- [Goal]
Will you print the material below without altering a single character?

○ ○ ○ ○

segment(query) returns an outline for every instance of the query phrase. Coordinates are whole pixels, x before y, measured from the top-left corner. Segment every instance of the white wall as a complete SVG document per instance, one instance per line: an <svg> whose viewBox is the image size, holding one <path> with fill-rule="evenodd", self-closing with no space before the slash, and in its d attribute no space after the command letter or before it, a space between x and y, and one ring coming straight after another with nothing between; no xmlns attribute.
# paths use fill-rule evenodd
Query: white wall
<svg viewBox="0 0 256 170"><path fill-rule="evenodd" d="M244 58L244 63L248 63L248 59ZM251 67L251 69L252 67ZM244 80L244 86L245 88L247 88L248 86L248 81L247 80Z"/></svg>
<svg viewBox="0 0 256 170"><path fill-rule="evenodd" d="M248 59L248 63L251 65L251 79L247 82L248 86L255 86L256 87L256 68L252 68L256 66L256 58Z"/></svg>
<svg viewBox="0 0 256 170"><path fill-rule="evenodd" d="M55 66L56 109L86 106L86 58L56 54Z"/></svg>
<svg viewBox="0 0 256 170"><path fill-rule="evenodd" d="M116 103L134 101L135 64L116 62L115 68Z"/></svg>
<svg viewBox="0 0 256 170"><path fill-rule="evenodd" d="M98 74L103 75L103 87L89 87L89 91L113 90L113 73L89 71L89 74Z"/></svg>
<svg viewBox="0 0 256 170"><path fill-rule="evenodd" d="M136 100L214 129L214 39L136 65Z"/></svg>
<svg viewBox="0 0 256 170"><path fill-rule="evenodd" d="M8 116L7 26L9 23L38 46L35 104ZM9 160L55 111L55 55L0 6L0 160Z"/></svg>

○ ○ ○ ○

- [Response to the exercise]
segment(query) returns an outline for every instance of the query phrase. Coordinates are whole pixels, x before y, measured from the top-left corner. Segment every instance of the white wall as a complete SVG document per instance, one instance per line: an <svg> whose viewBox is the image size, holding one <path> with fill-rule="evenodd", self-closing with no space before the slash, and in its d attribute no space after the command letter or before it, a space between x and y, and one ring coming straight after another with nothing between; no xmlns attribute.
# paths use fill-rule evenodd
Query: white wall
<svg viewBox="0 0 256 170"><path fill-rule="evenodd" d="M244 58L244 63L248 63L248 59ZM251 67L251 69L252 67ZM244 80L244 86L245 88L247 88L248 86L248 81L247 80Z"/></svg>
<svg viewBox="0 0 256 170"><path fill-rule="evenodd" d="M248 59L248 63L251 65L251 79L247 82L248 86L255 86L256 87L256 68L252 68L256 66L256 58Z"/></svg>
<svg viewBox="0 0 256 170"><path fill-rule="evenodd" d="M55 66L56 109L86 106L86 58L56 54Z"/></svg>
<svg viewBox="0 0 256 170"><path fill-rule="evenodd" d="M116 103L134 101L135 64L116 62L115 68Z"/></svg>
<svg viewBox="0 0 256 170"><path fill-rule="evenodd" d="M98 74L103 75L103 87L89 87L89 91L113 90L113 73L89 71L89 74Z"/></svg>
<svg viewBox="0 0 256 170"><path fill-rule="evenodd" d="M136 100L214 129L214 39L136 65Z"/></svg>
<svg viewBox="0 0 256 170"><path fill-rule="evenodd" d="M8 116L7 26L9 23L38 46L35 104ZM9 160L55 111L55 55L0 6L0 160Z"/></svg>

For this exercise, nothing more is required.